(Saved data entries)

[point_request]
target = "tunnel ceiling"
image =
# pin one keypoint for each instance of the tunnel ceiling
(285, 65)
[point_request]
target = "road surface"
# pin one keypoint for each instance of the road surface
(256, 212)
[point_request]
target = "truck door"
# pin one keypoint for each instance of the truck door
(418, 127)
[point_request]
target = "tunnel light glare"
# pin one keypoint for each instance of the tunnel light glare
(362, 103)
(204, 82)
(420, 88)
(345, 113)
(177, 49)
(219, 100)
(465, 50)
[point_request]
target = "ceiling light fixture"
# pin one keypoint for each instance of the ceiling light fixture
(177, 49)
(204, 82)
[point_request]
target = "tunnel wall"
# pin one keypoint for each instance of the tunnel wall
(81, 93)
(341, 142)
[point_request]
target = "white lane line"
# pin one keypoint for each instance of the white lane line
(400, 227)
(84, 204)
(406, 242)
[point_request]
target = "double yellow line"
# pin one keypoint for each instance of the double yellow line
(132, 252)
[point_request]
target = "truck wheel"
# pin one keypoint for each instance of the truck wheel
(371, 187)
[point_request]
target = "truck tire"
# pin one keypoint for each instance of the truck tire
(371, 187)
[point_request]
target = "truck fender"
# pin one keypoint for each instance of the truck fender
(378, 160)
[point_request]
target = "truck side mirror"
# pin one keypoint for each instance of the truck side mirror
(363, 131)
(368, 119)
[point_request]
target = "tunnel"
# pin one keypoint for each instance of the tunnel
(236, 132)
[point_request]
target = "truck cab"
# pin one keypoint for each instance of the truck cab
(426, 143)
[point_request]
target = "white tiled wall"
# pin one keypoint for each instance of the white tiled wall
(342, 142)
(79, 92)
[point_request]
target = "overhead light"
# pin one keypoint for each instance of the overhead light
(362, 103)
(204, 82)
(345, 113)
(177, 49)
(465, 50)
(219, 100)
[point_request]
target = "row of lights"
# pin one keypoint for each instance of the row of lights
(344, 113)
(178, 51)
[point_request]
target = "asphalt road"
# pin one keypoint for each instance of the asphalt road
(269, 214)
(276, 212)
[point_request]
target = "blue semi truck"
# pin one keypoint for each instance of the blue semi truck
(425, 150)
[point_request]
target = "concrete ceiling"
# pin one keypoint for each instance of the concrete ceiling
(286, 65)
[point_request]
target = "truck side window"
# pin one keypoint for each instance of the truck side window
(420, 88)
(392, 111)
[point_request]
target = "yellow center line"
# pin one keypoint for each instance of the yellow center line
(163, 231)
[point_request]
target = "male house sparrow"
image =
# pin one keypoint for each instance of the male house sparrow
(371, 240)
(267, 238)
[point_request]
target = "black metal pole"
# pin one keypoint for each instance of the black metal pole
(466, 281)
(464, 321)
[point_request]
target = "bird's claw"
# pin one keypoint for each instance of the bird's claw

Exercise goal.
The line with "# pin one keypoint for each instance of the male", the last line of the data above, and every line between them should be duplicated exactly, with nothing else.

Solution.
# pin one keypoint for each instance of the male house sparrow
(371, 240)
(267, 238)
[point_request]
target = "black metal pole"
# pin one keypoint for each instance of the black metal pole
(466, 281)
(464, 321)
[point_request]
target = "bird's claw"
# pin one keypoint for each instance of the bird's claw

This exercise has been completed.